(DATA FOR THIS EXERCISE begins)
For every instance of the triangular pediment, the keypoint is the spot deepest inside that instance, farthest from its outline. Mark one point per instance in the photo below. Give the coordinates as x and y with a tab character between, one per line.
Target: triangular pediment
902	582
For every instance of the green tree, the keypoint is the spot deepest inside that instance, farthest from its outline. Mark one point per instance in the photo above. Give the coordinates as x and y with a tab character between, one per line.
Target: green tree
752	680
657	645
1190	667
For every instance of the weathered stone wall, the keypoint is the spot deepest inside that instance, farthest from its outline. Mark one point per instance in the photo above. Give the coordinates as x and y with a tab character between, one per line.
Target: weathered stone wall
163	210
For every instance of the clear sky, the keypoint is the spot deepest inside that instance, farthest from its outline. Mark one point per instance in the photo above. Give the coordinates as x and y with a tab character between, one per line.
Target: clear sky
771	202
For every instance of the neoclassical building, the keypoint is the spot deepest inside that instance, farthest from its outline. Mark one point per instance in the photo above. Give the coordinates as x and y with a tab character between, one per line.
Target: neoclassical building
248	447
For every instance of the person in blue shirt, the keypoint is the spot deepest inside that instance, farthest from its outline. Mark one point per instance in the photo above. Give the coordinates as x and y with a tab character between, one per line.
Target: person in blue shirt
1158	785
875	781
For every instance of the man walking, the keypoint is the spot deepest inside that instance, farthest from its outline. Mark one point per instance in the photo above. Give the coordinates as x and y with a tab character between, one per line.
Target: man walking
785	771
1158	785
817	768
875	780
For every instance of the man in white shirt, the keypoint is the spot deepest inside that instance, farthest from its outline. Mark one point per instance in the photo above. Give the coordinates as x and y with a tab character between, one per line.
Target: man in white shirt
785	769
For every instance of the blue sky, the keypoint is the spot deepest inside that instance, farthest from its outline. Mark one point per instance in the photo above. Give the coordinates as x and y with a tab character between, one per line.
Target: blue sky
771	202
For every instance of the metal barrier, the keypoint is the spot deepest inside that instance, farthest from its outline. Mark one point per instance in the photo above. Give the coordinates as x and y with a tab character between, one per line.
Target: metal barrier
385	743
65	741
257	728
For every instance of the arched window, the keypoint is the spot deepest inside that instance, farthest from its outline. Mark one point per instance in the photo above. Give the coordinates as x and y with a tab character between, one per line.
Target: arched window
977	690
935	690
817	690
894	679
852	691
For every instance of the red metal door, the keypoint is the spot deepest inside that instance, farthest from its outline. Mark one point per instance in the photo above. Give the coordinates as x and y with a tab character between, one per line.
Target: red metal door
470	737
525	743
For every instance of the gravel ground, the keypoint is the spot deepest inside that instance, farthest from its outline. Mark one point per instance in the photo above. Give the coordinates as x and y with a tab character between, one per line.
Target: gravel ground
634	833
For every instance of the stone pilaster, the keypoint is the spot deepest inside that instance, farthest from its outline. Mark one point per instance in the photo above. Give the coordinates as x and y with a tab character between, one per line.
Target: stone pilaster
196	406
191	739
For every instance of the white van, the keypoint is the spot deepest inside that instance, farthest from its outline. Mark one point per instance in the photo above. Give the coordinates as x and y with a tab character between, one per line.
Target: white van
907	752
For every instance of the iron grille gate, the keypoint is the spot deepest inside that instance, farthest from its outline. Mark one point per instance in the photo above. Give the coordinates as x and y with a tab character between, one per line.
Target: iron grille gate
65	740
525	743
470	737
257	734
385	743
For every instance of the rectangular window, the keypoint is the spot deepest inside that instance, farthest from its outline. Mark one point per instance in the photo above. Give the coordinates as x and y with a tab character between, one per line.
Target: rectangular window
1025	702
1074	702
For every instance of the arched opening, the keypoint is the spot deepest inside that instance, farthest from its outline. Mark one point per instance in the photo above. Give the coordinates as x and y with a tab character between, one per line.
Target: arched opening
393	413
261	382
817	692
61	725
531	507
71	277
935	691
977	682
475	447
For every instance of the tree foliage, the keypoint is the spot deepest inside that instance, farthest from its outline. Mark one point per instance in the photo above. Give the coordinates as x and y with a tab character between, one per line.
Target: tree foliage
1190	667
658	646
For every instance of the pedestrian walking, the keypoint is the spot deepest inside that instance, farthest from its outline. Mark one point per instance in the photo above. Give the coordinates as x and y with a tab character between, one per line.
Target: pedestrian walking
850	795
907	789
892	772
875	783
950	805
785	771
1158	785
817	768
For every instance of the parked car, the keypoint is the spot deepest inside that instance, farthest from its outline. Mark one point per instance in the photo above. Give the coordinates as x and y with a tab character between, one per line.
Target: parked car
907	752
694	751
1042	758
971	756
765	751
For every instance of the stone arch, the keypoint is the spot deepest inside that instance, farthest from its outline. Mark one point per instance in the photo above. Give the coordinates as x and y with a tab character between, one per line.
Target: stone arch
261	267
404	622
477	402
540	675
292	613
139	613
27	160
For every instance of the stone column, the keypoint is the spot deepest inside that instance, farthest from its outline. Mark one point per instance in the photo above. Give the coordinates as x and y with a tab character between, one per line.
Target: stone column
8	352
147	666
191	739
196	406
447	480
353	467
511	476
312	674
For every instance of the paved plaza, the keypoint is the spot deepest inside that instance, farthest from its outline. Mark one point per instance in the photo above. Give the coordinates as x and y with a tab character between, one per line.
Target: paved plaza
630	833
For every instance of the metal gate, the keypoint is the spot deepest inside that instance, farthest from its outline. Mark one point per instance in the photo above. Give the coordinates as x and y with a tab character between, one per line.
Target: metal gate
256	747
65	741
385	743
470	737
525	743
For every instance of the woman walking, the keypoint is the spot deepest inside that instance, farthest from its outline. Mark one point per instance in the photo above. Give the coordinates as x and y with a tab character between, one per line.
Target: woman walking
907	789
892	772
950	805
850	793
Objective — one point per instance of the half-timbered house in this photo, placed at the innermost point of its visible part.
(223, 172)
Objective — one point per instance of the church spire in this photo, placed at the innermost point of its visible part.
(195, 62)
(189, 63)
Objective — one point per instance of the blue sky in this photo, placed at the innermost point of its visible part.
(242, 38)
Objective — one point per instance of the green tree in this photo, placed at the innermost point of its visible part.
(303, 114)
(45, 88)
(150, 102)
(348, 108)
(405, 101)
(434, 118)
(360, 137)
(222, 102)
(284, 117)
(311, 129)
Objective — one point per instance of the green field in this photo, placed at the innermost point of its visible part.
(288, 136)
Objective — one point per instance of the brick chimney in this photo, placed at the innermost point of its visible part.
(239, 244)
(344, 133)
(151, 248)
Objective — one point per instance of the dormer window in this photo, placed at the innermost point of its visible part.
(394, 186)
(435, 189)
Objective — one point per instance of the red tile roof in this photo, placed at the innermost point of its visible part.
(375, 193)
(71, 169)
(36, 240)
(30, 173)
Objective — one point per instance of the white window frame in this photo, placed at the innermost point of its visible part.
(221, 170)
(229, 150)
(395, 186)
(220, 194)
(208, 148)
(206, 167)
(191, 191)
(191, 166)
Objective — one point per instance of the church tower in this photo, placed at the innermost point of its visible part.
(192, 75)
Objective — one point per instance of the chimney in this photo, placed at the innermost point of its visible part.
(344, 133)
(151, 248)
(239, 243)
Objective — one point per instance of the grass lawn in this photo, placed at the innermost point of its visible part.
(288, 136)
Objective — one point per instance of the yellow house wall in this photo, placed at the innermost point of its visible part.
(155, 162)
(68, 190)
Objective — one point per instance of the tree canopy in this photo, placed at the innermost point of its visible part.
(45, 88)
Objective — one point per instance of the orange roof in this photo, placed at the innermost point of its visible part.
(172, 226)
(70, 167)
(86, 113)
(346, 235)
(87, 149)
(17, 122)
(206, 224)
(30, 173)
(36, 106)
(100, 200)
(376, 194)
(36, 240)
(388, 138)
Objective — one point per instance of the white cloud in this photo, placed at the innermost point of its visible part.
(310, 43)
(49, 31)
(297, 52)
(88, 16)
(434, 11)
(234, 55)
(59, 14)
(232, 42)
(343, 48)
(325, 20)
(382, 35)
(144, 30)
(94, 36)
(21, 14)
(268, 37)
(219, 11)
(DATA FOR THIS EXERCISE ends)
REQUIREMENT. Output the line containing "Objective — one point per instance of the red" and all lines after it to the end of the records, exactly as given.

EXERCISE RESULT.
Objective — one point per instance of the red tile roof in this photo, placed at the innermost point of its visible part.
(375, 193)
(71, 169)
(36, 240)
(30, 173)
Objective — one point per instance of the white window frame in this photo, placed at the innermost point of its visible part.
(221, 170)
(229, 150)
(395, 186)
(220, 194)
(208, 148)
(206, 167)
(191, 191)
(191, 166)
Objective — one point per instance of the church tower in this photo, placed at the innermost point of its visible part.
(192, 75)
Objective — one point per instance of the chimney in this photo, placed at the innermost point of its visible part.
(344, 133)
(151, 248)
(239, 243)
Objective — one point per instance of the grass lawn in this photo, placed at the innermost point of its visible part.
(288, 136)
Objective — one point per instance of the yellow house wall in this photo, placed at the innermost point of its visible part.
(155, 162)
(68, 190)
Objective — one point per instance of the tree canopy in this photo, placed at the innermost point of its visible part.
(45, 88)
Objective — one point per instance of the orange roof in this photo, placed at the innermost point of its visible part.
(172, 226)
(70, 167)
(86, 113)
(346, 235)
(87, 149)
(17, 122)
(206, 224)
(30, 173)
(36, 106)
(100, 200)
(376, 194)
(36, 240)
(388, 138)
Objective — one point per instance of the white cloud in this photo, placed at the innermost point of its visible part.
(310, 43)
(49, 31)
(297, 52)
(88, 16)
(434, 11)
(234, 55)
(59, 14)
(232, 42)
(343, 48)
(325, 20)
(382, 35)
(144, 30)
(94, 36)
(21, 14)
(268, 37)
(219, 11)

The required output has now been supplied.